▶ **RECORDS SHOWN**:
──────────

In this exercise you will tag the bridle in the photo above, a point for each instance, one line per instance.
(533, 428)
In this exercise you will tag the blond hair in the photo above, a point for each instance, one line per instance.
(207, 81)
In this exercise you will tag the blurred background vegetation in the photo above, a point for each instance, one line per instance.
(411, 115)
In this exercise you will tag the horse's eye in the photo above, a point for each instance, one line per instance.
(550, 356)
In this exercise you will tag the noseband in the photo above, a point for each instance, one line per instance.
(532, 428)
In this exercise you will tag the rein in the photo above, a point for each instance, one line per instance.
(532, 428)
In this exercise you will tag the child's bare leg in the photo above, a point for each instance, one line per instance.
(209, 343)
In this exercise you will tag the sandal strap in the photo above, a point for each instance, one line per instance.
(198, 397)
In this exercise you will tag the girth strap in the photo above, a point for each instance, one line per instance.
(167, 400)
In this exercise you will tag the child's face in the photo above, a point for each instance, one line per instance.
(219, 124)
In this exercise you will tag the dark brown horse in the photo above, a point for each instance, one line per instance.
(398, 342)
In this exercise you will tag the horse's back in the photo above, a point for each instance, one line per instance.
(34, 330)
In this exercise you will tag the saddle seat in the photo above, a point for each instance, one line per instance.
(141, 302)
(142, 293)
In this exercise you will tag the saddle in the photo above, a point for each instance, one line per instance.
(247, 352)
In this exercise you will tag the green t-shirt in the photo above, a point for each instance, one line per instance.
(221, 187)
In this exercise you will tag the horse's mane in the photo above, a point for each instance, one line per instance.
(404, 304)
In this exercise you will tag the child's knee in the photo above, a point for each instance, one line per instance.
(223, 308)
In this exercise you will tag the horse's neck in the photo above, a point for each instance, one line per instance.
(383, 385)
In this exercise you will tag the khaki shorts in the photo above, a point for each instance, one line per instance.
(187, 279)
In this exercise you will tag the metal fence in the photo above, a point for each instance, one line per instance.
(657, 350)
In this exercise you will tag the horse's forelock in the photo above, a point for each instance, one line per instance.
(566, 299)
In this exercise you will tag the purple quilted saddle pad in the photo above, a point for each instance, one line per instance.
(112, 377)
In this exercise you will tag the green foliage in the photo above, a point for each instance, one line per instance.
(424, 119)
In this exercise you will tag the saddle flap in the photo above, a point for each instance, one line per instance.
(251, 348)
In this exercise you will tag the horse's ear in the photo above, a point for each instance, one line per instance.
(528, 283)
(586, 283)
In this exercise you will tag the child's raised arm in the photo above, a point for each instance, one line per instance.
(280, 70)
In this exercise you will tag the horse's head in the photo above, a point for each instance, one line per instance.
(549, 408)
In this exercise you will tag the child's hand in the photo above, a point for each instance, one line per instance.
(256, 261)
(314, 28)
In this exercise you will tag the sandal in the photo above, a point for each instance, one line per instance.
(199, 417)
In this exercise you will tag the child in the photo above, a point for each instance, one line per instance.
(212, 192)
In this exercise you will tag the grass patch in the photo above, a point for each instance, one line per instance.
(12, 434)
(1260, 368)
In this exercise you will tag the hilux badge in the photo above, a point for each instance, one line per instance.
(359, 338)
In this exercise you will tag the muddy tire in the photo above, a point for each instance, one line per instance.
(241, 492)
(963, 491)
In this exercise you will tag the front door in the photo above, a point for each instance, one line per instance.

──────────

▶ **ACTIVITY**:
Character for character, reproduce all of the lines above.

▶ **YOUR SOLUTION**:
In this exercise you will tag the bridle in the photo above, a point for each instance, one line per instance.
(533, 428)
In this exercise you will tag the blond hair in the photo above, a point for each instance, one line per instance.
(207, 81)
In this exercise you will tag the blurred background vegetation in the photo above, a point for each instance, one line per instance.
(411, 115)
In this exercise you will tag the horse's eye in the photo above, a point for each instance, one line per instance.
(550, 356)
In this exercise you will tag the noseband in the photo above, a point for each instance, one line per instance.
(532, 428)
In this exercise you will tag the rein in the photo above, a point for each instance, one line per instance.
(532, 428)
In this exercise you will tag the child's bare leg in the photo above, a point for each instance, one line per instance.
(209, 343)
In this exercise you will tag the sandal strap in the photo above, a point for each instance, one line per instance.
(198, 397)
In this exercise you will tag the girth strap in the photo above, a point for each instance, one line per instance.
(167, 400)
In this exercise you will tag the child's face in the photo above, a point for each instance, one line per instance.
(219, 124)
In this exercise you will tag the dark brown horse in the photo above, a point for each instance, one line per instance.
(398, 342)
In this exercise you will tag the horse's back in the photo above, a point for each instance, one line per instance.
(34, 330)
In this exercise you will tag the saddle seat in the photo above, a point for each instance, one line per instance.
(141, 302)
(142, 293)
In this exercise you will tag the saddle in the photo above, a point for each instance, one line per instance.
(247, 352)
In this exercise you will tag the green t-shirt in the photo above, a point for each instance, one line per instance.
(221, 187)
In this exercise you will tag the horse's mane in the photo above, a point for each instance, one line per instance.
(404, 304)
In this exercise you will tag the child's knee in the photo above, a point for each instance, one line per instance.
(223, 308)
In this exercise you will tag the horse's neck in the photo above, a point for each instance, one line per instance.
(383, 385)
In this exercise you will tag the khaki shorts in the photo above, a point for each instance, one line per instance.
(187, 279)
In this exercise you will tag the metal fence in the photo above, a point for each instance, one line per instance.
(657, 350)
In this exercise you will tag the horse's forelock in the photo above, a point for each instance, one line per instance.
(566, 299)
In this exercise you will tag the purple quilted saddle pad in the photo above, a point for each instance, one line per instance.
(112, 377)
In this exercise you will tag the green foliage in the photo above, a point for each instance, one line per instance.
(424, 119)
In this exercise you will tag the saddle flap in the photo above, a point for each instance, one line per instance.
(251, 348)
In this exercise you will tag the horse's ear in the photo above, a point for each instance, one line per instance.
(528, 283)
(586, 283)
In this exercise you will tag the child's raised arm in the photo above, a point for each instance, one line per instance.
(280, 70)
In this exercise you will tag the horse's head in the photo above, a point for each instance, one line per instance.
(549, 408)
In this exercise you will tag the child's hand in the photo above, a point for each instance, one line per instance.
(256, 261)
(314, 28)
In this exercise you will tag the sandal in the photo above, a point for each instance, one line per instance.
(199, 417)
In this exercise you will tag the child in the photo above, a point for each instance, one line per instance.
(212, 192)
In this exercise you will tag the grass patch in the photo above, a point for each instance, one line per instance.
(12, 434)
(1260, 368)
In this exercise you will tag the hilux badge in the photo above, a point for each instance, one line per instance.
(359, 338)
In this exercise you will tag the muddy tire in the photo above, a point for each instance, one line per instance.
(241, 492)
(963, 491)
In this exercise you will tag the front door in the photo above, a point for each instance, one line per instance.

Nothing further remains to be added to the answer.